=== ASSIGNMENT ===
Would you please return the data below verbatim, without its pictures?
*** DATA SECTION ***
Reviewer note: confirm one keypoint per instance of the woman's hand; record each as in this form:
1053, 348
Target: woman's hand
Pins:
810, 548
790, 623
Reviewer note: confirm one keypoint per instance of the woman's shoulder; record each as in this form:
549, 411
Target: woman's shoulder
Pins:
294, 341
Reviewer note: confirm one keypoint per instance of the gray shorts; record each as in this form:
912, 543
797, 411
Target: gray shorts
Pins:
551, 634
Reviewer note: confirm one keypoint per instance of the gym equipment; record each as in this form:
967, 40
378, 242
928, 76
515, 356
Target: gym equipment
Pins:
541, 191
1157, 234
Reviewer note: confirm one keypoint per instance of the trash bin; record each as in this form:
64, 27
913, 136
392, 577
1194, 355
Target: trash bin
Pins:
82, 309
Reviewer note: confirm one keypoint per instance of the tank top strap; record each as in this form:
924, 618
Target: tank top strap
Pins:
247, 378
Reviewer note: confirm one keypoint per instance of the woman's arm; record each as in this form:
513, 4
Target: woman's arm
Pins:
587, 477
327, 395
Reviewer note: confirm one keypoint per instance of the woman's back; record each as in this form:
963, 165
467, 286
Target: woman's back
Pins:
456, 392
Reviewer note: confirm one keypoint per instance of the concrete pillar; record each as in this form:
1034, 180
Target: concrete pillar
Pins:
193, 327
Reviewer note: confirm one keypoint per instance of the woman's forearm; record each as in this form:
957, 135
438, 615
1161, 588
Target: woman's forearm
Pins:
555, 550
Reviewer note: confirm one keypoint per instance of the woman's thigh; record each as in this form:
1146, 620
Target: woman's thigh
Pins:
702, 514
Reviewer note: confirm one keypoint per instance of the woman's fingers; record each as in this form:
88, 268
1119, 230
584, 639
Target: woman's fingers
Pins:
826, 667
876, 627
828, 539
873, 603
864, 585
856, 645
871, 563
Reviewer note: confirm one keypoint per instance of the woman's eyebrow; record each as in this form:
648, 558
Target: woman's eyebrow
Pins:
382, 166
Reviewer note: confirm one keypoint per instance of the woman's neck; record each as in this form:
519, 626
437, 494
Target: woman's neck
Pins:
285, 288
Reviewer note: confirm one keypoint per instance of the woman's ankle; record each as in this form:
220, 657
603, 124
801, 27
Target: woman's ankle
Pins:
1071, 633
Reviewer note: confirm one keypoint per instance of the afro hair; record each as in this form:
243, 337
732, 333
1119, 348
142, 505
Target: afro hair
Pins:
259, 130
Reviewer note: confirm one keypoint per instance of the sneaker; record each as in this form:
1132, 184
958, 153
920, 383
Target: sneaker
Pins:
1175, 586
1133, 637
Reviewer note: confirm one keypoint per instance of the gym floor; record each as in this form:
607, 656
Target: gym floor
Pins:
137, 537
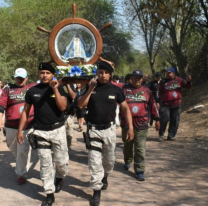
*** End of DATA SECTION ***
=== ANSWER AREA ===
Reviewer note: confirm one keypoint per instance of the woman's hand; record each as in this form:
1053, 348
Target: woman's hand
Pins:
810, 548
790, 623
Reviewer note: confirm one keypoint per instance of the woman's shoulder; record each as in this form:
549, 411
Target: woman's shoulder
Pins:
294, 341
Reviewer note: confirm one keypoint per instance of the gray shorts; record each as in this form:
912, 543
797, 411
Target: gray shorts
Pins:
551, 634
Reviewer note: confirm one keypoint per instance of the gym equipment; record each as in this form:
967, 40
378, 242
928, 76
515, 356
Target: gym equipment
Pins:
541, 191
1157, 234
Reviewer note: confirm one keypoint per instance of the trash bin; record each as in this form:
64, 27
913, 136
392, 577
1194, 355
Target: trash bin
Pins:
82, 309
Reviewer note: confirm one keypoint per instance of the tank top strap; record each as in this form:
924, 618
Target: tank top strap
Pins:
247, 378
Reviewer note: confirm one keypoint per instance of the woman's arm; record each as in this form:
513, 4
Target: woman's arm
Pins:
587, 477
327, 395
Reviewer note: confirm one keypoint per instance of the woman's back; record each as in this form:
963, 165
467, 286
Target: woman's back
Pins:
456, 392
Reviewer note: confirm one keypoint per instance of the concrete pillar; record each as in this form:
1034, 180
Target: concrete pillar
Pins:
193, 327
Reviewer note: confirm one keypoint per instance of the woman's forearm; record each as in this form:
957, 135
438, 615
1161, 588
Target: woman's forearm
Pins:
555, 550
Reviewer note: confirm one keypoint per instance of the woman's thigh; record each as in this form:
1146, 620
Target: woman's thigh
Pins:
702, 514
Reviewer note: confirm one keypoint per instance of the woman's fingers; record each as in this form:
88, 268
1119, 230
584, 639
Target: woman's fingers
Pins:
826, 667
876, 627
828, 539
873, 603
864, 585
856, 645
871, 563
Reviewer note: confirm one keypoint per instance of the woman's eyebrow; record each as in this form:
648, 558
Target: woman's eyebrow
Pins:
382, 166
Reviewer note: confirm one keypoint per instance of the woman's neck; record each as in this form:
519, 626
437, 494
Target: woman's neck
Pins:
285, 288
Reviewer note: confirm one keypoint per instance of the woman's ankle; record each as in this form:
220, 657
603, 124
801, 27
Target: woman's ankle
Pins:
1071, 633
Reviewer note: confirm one keypoint per instance of the afro hair; record each as in this form:
243, 337
732, 333
1119, 348
142, 505
Target: afro hair
Pins:
259, 130
Reviewer note: confirm one keypoint per instance of the sneaker; record each as in this form:
1132, 184
958, 153
920, 383
Target: sneaker
Pins:
1175, 586
1133, 637
Reviewer note: confirm one keypoint per instance of the gym floor; record each as in this form:
607, 656
Target: gym floor
Pins:
137, 537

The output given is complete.